[Detection annotation records]
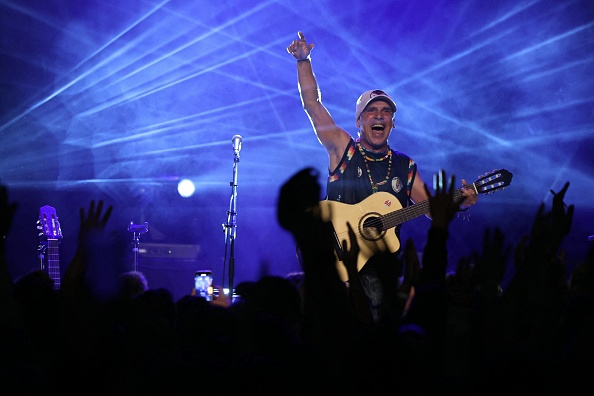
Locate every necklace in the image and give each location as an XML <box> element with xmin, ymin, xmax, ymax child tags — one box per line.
<box><xmin>357</xmin><ymin>142</ymin><xmax>392</xmax><ymax>194</ymax></box>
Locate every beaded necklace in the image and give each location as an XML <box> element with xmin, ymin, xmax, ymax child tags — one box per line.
<box><xmin>357</xmin><ymin>141</ymin><xmax>392</xmax><ymax>193</ymax></box>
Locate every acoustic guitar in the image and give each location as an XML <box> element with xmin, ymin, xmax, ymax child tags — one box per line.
<box><xmin>320</xmin><ymin>169</ymin><xmax>512</xmax><ymax>282</ymax></box>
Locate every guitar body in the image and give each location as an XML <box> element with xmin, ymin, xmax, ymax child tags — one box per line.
<box><xmin>320</xmin><ymin>169</ymin><xmax>513</xmax><ymax>282</ymax></box>
<box><xmin>320</xmin><ymin>191</ymin><xmax>402</xmax><ymax>281</ymax></box>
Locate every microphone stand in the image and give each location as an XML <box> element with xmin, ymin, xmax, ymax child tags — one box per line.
<box><xmin>128</xmin><ymin>221</ymin><xmax>148</xmax><ymax>272</ymax></box>
<box><xmin>223</xmin><ymin>142</ymin><xmax>241</xmax><ymax>298</ymax></box>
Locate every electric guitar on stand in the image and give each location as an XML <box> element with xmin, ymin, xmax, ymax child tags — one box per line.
<box><xmin>37</xmin><ymin>205</ymin><xmax>62</xmax><ymax>290</ymax></box>
<box><xmin>320</xmin><ymin>169</ymin><xmax>512</xmax><ymax>282</ymax></box>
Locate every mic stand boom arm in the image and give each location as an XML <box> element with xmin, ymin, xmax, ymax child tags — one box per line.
<box><xmin>223</xmin><ymin>135</ymin><xmax>241</xmax><ymax>298</ymax></box>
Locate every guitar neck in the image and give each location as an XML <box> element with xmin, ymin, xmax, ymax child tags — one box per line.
<box><xmin>46</xmin><ymin>239</ymin><xmax>61</xmax><ymax>290</ymax></box>
<box><xmin>381</xmin><ymin>188</ymin><xmax>462</xmax><ymax>230</ymax></box>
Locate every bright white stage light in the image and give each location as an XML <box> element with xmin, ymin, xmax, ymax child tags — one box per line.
<box><xmin>177</xmin><ymin>179</ymin><xmax>196</xmax><ymax>198</ymax></box>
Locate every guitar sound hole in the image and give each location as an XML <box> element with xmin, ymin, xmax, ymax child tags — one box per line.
<box><xmin>361</xmin><ymin>217</ymin><xmax>385</xmax><ymax>241</ymax></box>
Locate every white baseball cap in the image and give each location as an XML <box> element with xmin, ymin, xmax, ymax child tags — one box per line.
<box><xmin>355</xmin><ymin>89</ymin><xmax>396</xmax><ymax>120</ymax></box>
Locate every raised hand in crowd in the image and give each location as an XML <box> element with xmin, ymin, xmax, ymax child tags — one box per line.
<box><xmin>62</xmin><ymin>200</ymin><xmax>114</xmax><ymax>299</ymax></box>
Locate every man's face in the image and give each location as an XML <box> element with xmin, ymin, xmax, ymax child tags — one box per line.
<box><xmin>356</xmin><ymin>99</ymin><xmax>394</xmax><ymax>150</ymax></box>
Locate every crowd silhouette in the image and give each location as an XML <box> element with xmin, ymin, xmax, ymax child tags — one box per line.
<box><xmin>0</xmin><ymin>172</ymin><xmax>594</xmax><ymax>395</ymax></box>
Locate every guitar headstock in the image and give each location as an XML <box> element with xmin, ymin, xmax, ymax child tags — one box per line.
<box><xmin>37</xmin><ymin>205</ymin><xmax>62</xmax><ymax>241</ymax></box>
<box><xmin>473</xmin><ymin>169</ymin><xmax>513</xmax><ymax>194</ymax></box>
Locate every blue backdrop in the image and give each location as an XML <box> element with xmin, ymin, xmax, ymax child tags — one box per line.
<box><xmin>0</xmin><ymin>0</ymin><xmax>594</xmax><ymax>294</ymax></box>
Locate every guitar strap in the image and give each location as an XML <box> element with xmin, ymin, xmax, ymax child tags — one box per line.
<box><xmin>406</xmin><ymin>158</ymin><xmax>417</xmax><ymax>201</ymax></box>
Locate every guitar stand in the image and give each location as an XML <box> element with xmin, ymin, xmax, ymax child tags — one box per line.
<box><xmin>128</xmin><ymin>221</ymin><xmax>148</xmax><ymax>272</ymax></box>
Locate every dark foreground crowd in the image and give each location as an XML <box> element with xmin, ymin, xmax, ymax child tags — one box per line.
<box><xmin>0</xmin><ymin>169</ymin><xmax>594</xmax><ymax>396</ymax></box>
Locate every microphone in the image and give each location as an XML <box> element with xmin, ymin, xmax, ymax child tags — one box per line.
<box><xmin>231</xmin><ymin>135</ymin><xmax>243</xmax><ymax>155</ymax></box>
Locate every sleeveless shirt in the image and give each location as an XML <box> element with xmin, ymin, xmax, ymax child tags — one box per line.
<box><xmin>326</xmin><ymin>138</ymin><xmax>417</xmax><ymax>234</ymax></box>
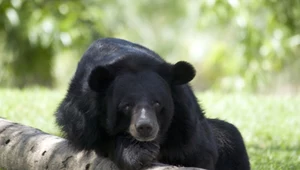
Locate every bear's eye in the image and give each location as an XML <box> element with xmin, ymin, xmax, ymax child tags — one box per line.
<box><xmin>154</xmin><ymin>102</ymin><xmax>160</xmax><ymax>108</ymax></box>
<box><xmin>123</xmin><ymin>104</ymin><xmax>131</xmax><ymax>112</ymax></box>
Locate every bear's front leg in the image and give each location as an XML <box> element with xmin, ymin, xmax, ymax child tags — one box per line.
<box><xmin>112</xmin><ymin>136</ymin><xmax>159</xmax><ymax>170</ymax></box>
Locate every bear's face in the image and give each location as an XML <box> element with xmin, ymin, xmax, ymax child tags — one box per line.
<box><xmin>107</xmin><ymin>71</ymin><xmax>174</xmax><ymax>141</ymax></box>
<box><xmin>88</xmin><ymin>59</ymin><xmax>195</xmax><ymax>141</ymax></box>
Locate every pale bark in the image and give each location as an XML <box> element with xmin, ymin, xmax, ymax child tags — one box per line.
<box><xmin>0</xmin><ymin>118</ymin><xmax>200</xmax><ymax>170</ymax></box>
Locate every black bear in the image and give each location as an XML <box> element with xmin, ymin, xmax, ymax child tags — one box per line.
<box><xmin>56</xmin><ymin>38</ymin><xmax>250</xmax><ymax>170</ymax></box>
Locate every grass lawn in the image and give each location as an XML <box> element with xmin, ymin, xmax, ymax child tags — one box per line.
<box><xmin>0</xmin><ymin>88</ymin><xmax>300</xmax><ymax>170</ymax></box>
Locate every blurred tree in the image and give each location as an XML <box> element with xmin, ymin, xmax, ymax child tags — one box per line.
<box><xmin>0</xmin><ymin>0</ymin><xmax>109</xmax><ymax>87</ymax></box>
<box><xmin>199</xmin><ymin>0</ymin><xmax>300</xmax><ymax>91</ymax></box>
<box><xmin>0</xmin><ymin>0</ymin><xmax>300</xmax><ymax>91</ymax></box>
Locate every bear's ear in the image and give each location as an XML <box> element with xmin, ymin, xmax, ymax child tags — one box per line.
<box><xmin>88</xmin><ymin>66</ymin><xmax>115</xmax><ymax>92</ymax></box>
<box><xmin>171</xmin><ymin>61</ymin><xmax>196</xmax><ymax>85</ymax></box>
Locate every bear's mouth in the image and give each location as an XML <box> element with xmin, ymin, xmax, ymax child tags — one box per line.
<box><xmin>129</xmin><ymin>124</ymin><xmax>159</xmax><ymax>142</ymax></box>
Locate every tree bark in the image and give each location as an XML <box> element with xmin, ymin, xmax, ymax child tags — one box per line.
<box><xmin>0</xmin><ymin>118</ymin><xmax>200</xmax><ymax>170</ymax></box>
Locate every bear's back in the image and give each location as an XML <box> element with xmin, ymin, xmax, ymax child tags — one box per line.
<box><xmin>71</xmin><ymin>38</ymin><xmax>166</xmax><ymax>91</ymax></box>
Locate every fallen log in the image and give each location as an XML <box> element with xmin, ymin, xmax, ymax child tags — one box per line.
<box><xmin>0</xmin><ymin>118</ymin><xmax>201</xmax><ymax>170</ymax></box>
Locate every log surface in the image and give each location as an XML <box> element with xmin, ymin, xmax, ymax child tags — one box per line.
<box><xmin>0</xmin><ymin>118</ymin><xmax>201</xmax><ymax>170</ymax></box>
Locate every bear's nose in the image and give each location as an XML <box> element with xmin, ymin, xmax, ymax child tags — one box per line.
<box><xmin>135</xmin><ymin>120</ymin><xmax>153</xmax><ymax>137</ymax></box>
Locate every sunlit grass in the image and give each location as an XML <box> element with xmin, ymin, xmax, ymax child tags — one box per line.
<box><xmin>0</xmin><ymin>88</ymin><xmax>300</xmax><ymax>170</ymax></box>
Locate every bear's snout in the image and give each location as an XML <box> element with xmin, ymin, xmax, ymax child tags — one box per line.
<box><xmin>135</xmin><ymin>119</ymin><xmax>153</xmax><ymax>137</ymax></box>
<box><xmin>129</xmin><ymin>107</ymin><xmax>159</xmax><ymax>141</ymax></box>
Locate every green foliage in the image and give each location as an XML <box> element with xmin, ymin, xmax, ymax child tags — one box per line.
<box><xmin>0</xmin><ymin>88</ymin><xmax>300</xmax><ymax>170</ymax></box>
<box><xmin>0</xmin><ymin>0</ymin><xmax>300</xmax><ymax>91</ymax></box>
<box><xmin>199</xmin><ymin>0</ymin><xmax>300</xmax><ymax>91</ymax></box>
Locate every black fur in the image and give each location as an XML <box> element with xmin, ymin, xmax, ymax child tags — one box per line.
<box><xmin>56</xmin><ymin>38</ymin><xmax>250</xmax><ymax>170</ymax></box>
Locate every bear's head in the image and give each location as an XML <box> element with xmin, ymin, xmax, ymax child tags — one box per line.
<box><xmin>88</xmin><ymin>61</ymin><xmax>195</xmax><ymax>141</ymax></box>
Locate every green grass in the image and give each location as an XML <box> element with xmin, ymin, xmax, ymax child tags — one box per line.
<box><xmin>0</xmin><ymin>88</ymin><xmax>300</xmax><ymax>170</ymax></box>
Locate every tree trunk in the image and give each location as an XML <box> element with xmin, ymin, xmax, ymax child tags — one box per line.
<box><xmin>0</xmin><ymin>118</ymin><xmax>204</xmax><ymax>170</ymax></box>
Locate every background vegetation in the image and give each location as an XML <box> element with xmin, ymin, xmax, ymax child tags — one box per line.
<box><xmin>0</xmin><ymin>0</ymin><xmax>300</xmax><ymax>93</ymax></box>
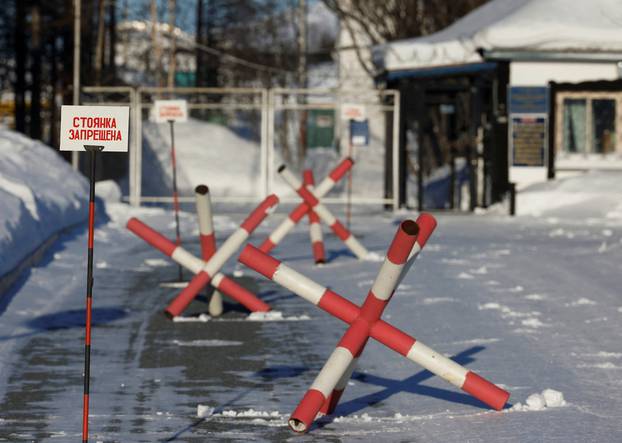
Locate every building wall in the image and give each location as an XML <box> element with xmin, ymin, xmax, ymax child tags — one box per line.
<box><xmin>510</xmin><ymin>61</ymin><xmax>621</xmax><ymax>189</ymax></box>
<box><xmin>510</xmin><ymin>61</ymin><xmax>620</xmax><ymax>86</ymax></box>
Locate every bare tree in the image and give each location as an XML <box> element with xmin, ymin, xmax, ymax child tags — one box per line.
<box><xmin>322</xmin><ymin>0</ymin><xmax>488</xmax><ymax>76</ymax></box>
<box><xmin>167</xmin><ymin>0</ymin><xmax>177</xmax><ymax>88</ymax></box>
<box><xmin>147</xmin><ymin>0</ymin><xmax>161</xmax><ymax>86</ymax></box>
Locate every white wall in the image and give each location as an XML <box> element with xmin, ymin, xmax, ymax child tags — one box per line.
<box><xmin>510</xmin><ymin>62</ymin><xmax>619</xmax><ymax>86</ymax></box>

**INSTRUCTIONS TO FOLLOW**
Pull out each line of the data above that contains the string "grass", and copy every such line in full.

**SOLUTION TO THE EXERCISE**
Locate every grass lawn in the image and give each location as an XML <box> element with xmin, ymin, xmax, ymax child tags — one box per line.
Locate every sunlit grass in the image and give each location as an XML <box> element with xmin, ymin, xmax, ymax child tags — one box per line.
Locate every green grass in the image and give each location as an XML <box> element with xmin, ymin, xmax, ymax child tags — one box per line.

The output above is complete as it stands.